→ Direction: Transcribe verbatim every line from the line containing "shown by (16,184)." to the end of the entries, including both endpoints. Output nothing beyond those lines.
----- Records supplied -----
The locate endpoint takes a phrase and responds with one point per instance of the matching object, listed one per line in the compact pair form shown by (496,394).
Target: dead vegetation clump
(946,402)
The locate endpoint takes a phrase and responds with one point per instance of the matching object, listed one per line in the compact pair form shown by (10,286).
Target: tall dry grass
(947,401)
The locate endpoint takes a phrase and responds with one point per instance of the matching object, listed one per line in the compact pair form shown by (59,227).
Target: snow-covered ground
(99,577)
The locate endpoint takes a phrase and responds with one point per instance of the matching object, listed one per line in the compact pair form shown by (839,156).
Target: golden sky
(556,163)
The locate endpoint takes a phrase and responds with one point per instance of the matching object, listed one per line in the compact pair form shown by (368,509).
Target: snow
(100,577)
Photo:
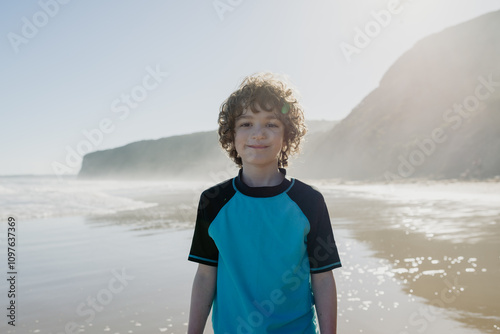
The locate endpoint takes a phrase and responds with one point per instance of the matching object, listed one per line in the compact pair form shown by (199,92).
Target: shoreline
(389,277)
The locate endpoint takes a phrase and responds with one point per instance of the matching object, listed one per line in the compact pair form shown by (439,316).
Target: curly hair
(271,94)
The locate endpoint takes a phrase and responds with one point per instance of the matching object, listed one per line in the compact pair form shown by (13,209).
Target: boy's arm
(325,297)
(202,296)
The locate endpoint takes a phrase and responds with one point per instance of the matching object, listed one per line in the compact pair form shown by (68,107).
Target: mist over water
(415,256)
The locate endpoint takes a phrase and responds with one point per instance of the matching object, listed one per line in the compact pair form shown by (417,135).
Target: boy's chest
(274,226)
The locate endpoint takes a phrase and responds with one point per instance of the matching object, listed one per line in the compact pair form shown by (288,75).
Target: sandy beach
(411,264)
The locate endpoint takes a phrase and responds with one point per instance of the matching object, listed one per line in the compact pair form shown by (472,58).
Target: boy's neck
(265,176)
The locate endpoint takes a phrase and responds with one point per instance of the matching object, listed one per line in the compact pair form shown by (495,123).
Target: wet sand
(128,273)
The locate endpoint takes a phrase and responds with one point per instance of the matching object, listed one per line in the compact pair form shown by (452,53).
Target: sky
(83,76)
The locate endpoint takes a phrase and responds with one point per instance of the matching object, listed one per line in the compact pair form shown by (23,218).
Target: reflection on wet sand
(441,251)
(417,263)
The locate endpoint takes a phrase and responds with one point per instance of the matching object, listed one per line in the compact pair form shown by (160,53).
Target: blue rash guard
(265,242)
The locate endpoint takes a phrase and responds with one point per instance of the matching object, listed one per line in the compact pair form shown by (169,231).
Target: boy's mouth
(257,146)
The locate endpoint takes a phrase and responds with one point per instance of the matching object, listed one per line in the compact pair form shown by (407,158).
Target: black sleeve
(203,248)
(321,247)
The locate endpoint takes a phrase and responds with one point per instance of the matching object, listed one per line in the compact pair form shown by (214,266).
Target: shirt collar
(261,191)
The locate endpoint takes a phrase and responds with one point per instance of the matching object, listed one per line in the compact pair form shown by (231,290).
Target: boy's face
(259,137)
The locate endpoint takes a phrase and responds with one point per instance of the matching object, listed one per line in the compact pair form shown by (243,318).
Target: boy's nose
(258,133)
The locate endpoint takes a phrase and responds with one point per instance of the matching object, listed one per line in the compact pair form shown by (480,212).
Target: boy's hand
(202,297)
(325,296)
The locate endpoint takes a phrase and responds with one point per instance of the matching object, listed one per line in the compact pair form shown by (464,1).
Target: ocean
(95,256)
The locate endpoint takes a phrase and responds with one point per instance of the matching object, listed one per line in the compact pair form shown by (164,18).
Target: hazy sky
(101,67)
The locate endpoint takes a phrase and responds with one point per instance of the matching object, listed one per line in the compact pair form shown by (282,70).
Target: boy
(264,243)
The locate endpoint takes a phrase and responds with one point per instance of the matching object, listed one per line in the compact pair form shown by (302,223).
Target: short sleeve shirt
(265,242)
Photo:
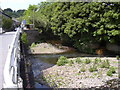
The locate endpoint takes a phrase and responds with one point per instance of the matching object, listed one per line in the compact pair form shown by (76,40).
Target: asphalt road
(5,42)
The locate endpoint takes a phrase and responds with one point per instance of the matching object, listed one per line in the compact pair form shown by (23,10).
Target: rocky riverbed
(73,74)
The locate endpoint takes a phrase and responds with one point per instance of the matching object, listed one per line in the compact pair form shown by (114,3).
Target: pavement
(5,42)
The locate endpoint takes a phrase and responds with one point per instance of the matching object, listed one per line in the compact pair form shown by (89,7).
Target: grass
(82,69)
(78,60)
(32,45)
(111,71)
(87,61)
(70,63)
(93,68)
(97,60)
(62,60)
(105,64)
(117,57)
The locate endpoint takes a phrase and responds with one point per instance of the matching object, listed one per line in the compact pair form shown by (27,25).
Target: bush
(78,60)
(70,62)
(32,45)
(109,73)
(112,69)
(117,57)
(97,60)
(62,61)
(87,61)
(6,23)
(24,38)
(82,69)
(93,68)
(105,64)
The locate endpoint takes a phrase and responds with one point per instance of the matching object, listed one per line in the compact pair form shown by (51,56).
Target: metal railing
(11,77)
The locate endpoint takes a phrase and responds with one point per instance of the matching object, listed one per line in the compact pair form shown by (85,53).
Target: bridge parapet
(11,70)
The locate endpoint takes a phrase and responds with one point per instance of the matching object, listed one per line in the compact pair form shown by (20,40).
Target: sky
(18,4)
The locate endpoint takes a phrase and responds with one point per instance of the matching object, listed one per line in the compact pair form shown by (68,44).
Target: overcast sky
(18,4)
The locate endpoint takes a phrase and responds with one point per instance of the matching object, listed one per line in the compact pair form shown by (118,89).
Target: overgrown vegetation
(105,64)
(94,64)
(24,38)
(62,61)
(6,23)
(111,71)
(81,23)
(93,68)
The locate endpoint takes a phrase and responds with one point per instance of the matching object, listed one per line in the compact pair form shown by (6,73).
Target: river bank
(70,74)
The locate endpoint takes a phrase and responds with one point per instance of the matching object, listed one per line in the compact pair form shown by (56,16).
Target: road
(5,42)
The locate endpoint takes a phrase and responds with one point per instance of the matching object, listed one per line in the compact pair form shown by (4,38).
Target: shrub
(70,62)
(87,61)
(109,73)
(78,60)
(105,64)
(32,45)
(117,57)
(62,61)
(97,60)
(6,23)
(24,38)
(112,69)
(93,68)
(82,69)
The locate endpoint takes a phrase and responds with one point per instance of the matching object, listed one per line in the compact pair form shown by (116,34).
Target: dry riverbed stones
(87,72)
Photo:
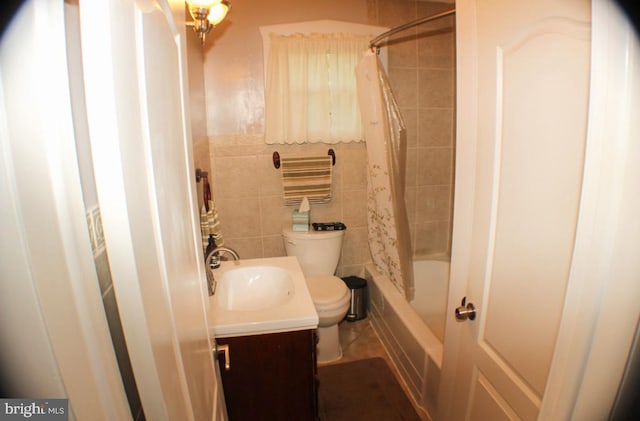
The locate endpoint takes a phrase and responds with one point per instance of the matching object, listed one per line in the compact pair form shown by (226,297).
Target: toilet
(318,253)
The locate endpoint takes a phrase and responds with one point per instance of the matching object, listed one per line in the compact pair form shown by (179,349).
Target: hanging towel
(308,177)
(210,226)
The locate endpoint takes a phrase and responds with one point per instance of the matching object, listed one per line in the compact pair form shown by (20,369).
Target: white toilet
(318,253)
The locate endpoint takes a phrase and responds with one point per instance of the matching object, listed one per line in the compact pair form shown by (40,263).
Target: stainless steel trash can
(358,306)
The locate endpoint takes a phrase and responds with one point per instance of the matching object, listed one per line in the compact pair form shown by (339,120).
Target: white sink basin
(254,288)
(260,296)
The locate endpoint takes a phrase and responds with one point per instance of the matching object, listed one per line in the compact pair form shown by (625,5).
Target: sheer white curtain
(388,224)
(311,89)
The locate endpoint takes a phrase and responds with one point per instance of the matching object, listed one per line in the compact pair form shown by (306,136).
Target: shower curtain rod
(374,42)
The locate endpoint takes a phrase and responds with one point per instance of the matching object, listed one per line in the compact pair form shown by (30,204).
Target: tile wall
(422,76)
(246,186)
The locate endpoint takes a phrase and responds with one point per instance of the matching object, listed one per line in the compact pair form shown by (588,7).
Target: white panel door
(133,61)
(523,106)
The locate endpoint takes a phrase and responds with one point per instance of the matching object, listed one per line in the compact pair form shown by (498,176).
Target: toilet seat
(327,292)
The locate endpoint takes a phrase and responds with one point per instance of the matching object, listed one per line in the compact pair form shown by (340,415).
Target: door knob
(465,311)
(222,349)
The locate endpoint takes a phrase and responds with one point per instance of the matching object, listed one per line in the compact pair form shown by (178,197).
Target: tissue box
(300,221)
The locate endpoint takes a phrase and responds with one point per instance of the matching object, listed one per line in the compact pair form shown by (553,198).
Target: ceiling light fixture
(206,15)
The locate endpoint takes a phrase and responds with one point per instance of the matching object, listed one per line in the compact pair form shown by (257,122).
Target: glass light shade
(205,4)
(218,12)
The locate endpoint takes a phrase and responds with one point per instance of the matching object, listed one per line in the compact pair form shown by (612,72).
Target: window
(310,88)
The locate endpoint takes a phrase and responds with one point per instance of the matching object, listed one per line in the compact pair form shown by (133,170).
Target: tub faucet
(212,261)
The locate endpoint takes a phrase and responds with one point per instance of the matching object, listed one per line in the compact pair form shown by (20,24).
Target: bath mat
(362,390)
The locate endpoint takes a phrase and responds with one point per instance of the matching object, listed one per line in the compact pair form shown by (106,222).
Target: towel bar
(276,158)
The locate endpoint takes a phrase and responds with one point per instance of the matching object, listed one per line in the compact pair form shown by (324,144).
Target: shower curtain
(385,136)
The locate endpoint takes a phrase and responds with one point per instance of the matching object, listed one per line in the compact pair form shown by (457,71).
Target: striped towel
(210,225)
(308,177)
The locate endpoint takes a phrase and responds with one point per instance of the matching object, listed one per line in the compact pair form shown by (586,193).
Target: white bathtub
(415,349)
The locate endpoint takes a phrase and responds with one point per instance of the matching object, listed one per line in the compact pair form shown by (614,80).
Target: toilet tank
(317,251)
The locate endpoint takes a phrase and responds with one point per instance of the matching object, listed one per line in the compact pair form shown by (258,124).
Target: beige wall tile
(435,88)
(435,127)
(432,203)
(248,189)
(434,166)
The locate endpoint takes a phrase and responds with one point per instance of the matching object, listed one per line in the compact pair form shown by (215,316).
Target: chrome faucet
(213,260)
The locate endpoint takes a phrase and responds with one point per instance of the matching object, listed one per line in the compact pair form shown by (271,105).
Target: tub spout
(213,259)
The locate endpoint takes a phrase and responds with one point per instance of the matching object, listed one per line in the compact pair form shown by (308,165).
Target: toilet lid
(326,289)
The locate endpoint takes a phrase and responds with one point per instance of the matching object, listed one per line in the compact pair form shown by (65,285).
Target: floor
(359,341)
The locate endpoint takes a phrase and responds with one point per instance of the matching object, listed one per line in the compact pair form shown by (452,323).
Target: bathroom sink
(254,288)
(260,296)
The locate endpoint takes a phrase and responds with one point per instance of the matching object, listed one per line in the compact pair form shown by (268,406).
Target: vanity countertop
(296,313)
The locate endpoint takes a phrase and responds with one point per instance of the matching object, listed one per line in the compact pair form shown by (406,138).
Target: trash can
(358,306)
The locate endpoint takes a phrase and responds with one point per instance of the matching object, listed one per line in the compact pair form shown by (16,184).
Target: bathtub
(404,329)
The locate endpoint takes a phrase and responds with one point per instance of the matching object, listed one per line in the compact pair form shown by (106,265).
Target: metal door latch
(465,311)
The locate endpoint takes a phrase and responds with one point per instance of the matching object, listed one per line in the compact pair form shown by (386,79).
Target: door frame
(601,308)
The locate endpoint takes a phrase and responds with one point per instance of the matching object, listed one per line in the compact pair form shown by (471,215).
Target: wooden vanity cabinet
(272,376)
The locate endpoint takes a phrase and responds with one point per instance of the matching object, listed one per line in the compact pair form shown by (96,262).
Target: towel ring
(276,158)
-----
→ Output for this task:
The locate endpoint takes a phrase and responds with one point per instance of the matching object, listed one per line in the compact pair form shown by (16,184).
Target: bathtub
(404,329)
The locate endpoint takes a phrase and responds with one point per instance of the matching object, listed one per line in the compact pair form shown by (106,265).
Target: metal door latch
(465,311)
The locate endpoint takes a phrase and responds with one point per instance of the matching object, listed one per line in the compact pair form shown by (386,79).
Target: door frame
(601,308)
The locate endpoint takes a phrase and responds with one point per instance of the matching object, listed one per line in the compact pair form shown by (471,215).
Target: wooden vanity cabinet
(272,376)
The locate endpoint takes a phrase and responds with one point per instance of the matching object, listed one per line in the compact pair form shown by (96,262).
Target: towel ring
(276,158)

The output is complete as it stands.